- [Work to be completed]: Would you write out the records below exactly as given?

Segmentation mask data
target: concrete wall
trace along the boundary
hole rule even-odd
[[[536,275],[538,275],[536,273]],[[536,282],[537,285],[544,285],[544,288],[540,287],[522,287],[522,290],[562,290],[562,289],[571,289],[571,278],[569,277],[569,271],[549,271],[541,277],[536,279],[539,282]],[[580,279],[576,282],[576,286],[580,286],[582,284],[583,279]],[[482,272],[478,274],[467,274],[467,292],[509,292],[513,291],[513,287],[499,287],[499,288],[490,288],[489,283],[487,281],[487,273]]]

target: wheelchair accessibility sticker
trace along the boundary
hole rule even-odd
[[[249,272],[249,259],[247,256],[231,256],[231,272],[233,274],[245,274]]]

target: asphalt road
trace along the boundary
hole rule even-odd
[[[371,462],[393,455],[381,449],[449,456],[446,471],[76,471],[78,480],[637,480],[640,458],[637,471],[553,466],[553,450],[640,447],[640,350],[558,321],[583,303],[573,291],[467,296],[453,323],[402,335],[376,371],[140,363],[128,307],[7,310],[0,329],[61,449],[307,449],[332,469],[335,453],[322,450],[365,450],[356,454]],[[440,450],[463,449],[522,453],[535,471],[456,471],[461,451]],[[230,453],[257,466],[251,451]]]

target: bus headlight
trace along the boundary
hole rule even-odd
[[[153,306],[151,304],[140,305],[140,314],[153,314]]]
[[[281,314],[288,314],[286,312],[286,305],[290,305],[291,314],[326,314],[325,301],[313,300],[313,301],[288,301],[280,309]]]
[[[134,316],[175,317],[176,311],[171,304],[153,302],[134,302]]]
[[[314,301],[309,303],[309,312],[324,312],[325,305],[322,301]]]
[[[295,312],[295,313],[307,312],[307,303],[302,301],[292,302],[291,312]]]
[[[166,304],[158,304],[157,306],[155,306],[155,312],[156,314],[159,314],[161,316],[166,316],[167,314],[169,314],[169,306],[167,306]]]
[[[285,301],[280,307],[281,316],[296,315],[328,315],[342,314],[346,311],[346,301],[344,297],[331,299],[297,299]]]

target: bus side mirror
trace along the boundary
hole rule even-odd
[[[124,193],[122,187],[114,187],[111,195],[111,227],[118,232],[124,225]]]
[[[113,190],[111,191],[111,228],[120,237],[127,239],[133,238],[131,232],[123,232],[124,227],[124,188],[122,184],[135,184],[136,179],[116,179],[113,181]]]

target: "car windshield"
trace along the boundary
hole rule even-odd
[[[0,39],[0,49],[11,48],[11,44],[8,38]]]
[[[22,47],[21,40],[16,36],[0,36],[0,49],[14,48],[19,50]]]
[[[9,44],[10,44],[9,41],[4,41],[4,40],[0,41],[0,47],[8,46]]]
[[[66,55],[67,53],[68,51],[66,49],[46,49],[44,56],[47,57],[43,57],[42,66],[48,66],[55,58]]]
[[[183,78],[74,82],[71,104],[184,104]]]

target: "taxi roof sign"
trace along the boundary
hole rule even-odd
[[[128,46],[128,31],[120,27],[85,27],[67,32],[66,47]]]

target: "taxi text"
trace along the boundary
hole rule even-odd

- [Reply]:
target: concrete wall
trace along the boundary
hole rule even-odd
[[[536,275],[538,275],[536,273]],[[536,282],[537,285],[544,285],[544,288],[540,287],[522,287],[522,290],[562,290],[562,289],[571,289],[571,278],[569,277],[569,271],[549,271],[541,277],[536,279],[539,282]],[[580,279],[576,282],[576,286],[580,286],[582,284],[583,279]],[[482,272],[478,274],[467,274],[467,292],[509,292],[513,291],[513,287],[499,287],[499,288],[490,288],[489,283],[487,281],[487,273]]]

target: wheelchair accessibility sticker
trace along the boundary
hole rule even-odd
[[[249,272],[249,259],[247,256],[231,256],[231,272],[233,274],[245,274]]]

target: asphalt road
trace along the boundary
hole rule even-odd
[[[371,462],[393,455],[381,449],[449,456],[446,471],[76,471],[78,480],[637,480],[640,458],[637,471],[553,466],[553,450],[640,447],[640,350],[558,321],[583,303],[573,291],[467,296],[453,323],[402,335],[376,371],[140,363],[128,307],[7,310],[0,329],[61,449],[307,449],[332,469],[335,453],[322,450],[365,450],[356,454]],[[440,450],[463,449],[522,453],[535,471],[456,471],[461,451]],[[230,453],[257,466],[251,451]]]

target: bus headlight
trace along the boundary
hole rule even-odd
[[[153,306],[151,304],[140,305],[140,314],[153,314]]]
[[[281,314],[288,314],[286,312],[286,305],[290,305],[291,314],[326,314],[325,301],[313,300],[313,301],[288,301],[280,309]]]
[[[134,316],[175,317],[176,311],[171,304],[153,302],[134,302]]]
[[[314,301],[309,303],[309,312],[324,312],[325,305],[322,301]]]
[[[295,312],[295,313],[307,312],[307,303],[302,301],[292,302],[291,312]]]
[[[166,304],[158,304],[157,306],[155,306],[155,312],[156,314],[159,314],[161,316],[166,316],[167,314],[169,314],[169,306],[167,306]]]
[[[285,301],[280,307],[281,316],[296,315],[328,315],[342,314],[346,311],[346,301],[344,297],[331,299],[297,299]]]

target: bus side mirror
trace along the boundary
hole rule even-odd
[[[124,193],[122,187],[114,187],[111,195],[111,227],[118,232],[124,225]]]
[[[113,190],[111,191],[111,228],[120,237],[127,239],[133,238],[131,232],[123,232],[124,227],[124,188],[122,184],[135,184],[136,179],[116,179],[113,181]]]

target: "car windshield"
trace along the boundary
hole rule even-odd
[[[0,39],[0,49],[11,48],[11,44],[8,38]]]
[[[22,47],[21,40],[16,36],[0,36],[0,49],[14,48],[19,50]]]
[[[9,44],[10,44],[9,41],[4,41],[4,40],[0,41],[0,47],[8,46]]]
[[[66,55],[67,53],[68,51],[66,49],[46,49],[44,56],[47,57],[43,57],[42,66],[48,66],[55,58]]]
[[[183,78],[74,82],[71,104],[184,104]]]

target: "taxi roof sign"
trace along the boundary
hole rule even-odd
[[[128,46],[128,31],[120,27],[85,27],[67,32],[66,47]]]

target: "taxi text"
trace along the boundary
hole rule even-odd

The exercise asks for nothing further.